Top of MATERIAL SUPPLIED

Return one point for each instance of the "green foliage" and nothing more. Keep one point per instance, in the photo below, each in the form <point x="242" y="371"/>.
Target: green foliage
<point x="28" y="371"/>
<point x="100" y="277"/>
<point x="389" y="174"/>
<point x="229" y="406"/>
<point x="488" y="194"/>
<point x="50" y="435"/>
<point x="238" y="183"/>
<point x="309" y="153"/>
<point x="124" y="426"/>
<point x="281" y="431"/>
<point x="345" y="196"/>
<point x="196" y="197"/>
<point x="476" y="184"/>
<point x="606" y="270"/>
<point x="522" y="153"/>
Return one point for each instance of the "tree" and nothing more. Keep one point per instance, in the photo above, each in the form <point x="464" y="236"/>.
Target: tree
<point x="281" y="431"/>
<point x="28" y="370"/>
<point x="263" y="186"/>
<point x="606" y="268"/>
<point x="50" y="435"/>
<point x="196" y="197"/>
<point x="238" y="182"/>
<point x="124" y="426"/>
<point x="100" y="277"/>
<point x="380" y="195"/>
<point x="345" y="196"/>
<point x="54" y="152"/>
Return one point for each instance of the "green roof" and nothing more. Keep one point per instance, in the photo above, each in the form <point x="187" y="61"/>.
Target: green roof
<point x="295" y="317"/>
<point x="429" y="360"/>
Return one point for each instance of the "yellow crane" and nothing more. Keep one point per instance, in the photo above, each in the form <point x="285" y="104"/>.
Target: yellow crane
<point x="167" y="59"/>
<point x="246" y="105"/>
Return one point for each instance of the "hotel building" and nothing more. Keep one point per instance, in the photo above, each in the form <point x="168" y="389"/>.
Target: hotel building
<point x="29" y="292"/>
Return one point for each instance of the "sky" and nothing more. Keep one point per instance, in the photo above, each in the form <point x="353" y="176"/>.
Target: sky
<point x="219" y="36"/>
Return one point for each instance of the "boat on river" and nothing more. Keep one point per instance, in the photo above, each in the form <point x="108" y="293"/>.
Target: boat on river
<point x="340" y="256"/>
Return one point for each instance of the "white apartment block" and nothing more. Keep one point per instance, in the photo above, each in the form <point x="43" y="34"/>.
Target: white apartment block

Bottom of MATERIAL SUPPLIED

- _WORK TO BE COMPLETED_
Could you transcribe every record above exactly as it appears?

- _FINISHED EXERCISE_
Return one point for each instance of the "green foliage" and nothing more. Keep one point per instance, in the photo below, each in the form <point x="242" y="371"/>.
Target: green foliage
<point x="28" y="371"/>
<point x="100" y="277"/>
<point x="389" y="174"/>
<point x="229" y="406"/>
<point x="488" y="194"/>
<point x="50" y="435"/>
<point x="238" y="183"/>
<point x="309" y="153"/>
<point x="124" y="426"/>
<point x="281" y="431"/>
<point x="345" y="196"/>
<point x="196" y="197"/>
<point x="476" y="184"/>
<point x="606" y="270"/>
<point x="522" y="153"/>
Return one point for each instance of the "tree" and nothing more. Keep one point per instance, in the photo above, each in the form <point x="464" y="236"/>.
Target: tree
<point x="281" y="431"/>
<point x="28" y="370"/>
<point x="263" y="186"/>
<point x="606" y="268"/>
<point x="50" y="435"/>
<point x="196" y="197"/>
<point x="238" y="182"/>
<point x="124" y="426"/>
<point x="100" y="277"/>
<point x="380" y="195"/>
<point x="345" y="196"/>
<point x="54" y="152"/>
Return one point for each instance of the "green roof" and nothing more. Keep one point per instance, in the photo above, each in the form <point x="187" y="61"/>.
Target: green roof
<point x="295" y="317"/>
<point x="429" y="360"/>
Return one point for each instance of the "yellow crane" and nothing more. Keep one point per instance, in the photo above, each in the form <point x="285" y="104"/>.
Target: yellow crane
<point x="167" y="59"/>
<point x="246" y="105"/>
Return one point for each instance of the "hotel building" and nothing more. Keep one point per instance, in the photo above, each in the form <point x="168" y="389"/>.
Target: hotel building
<point x="29" y="292"/>
Return one point for each instance of the "sky" and nothing more. Keep one point per instance, in the photo above, each in the form <point x="353" y="176"/>.
Target: sky
<point x="219" y="36"/>
Return one point for each instance of the "boat on river" and nothing more. Keep one point per instance, in the photo above, each in the form <point x="108" y="293"/>.
Target: boat on river
<point x="340" y="256"/>
Return one point for each instance of the "white apartment block" and nothing more. Keep one point per instance, in the photo above, each in the form <point x="43" y="34"/>.
Target: white apartment block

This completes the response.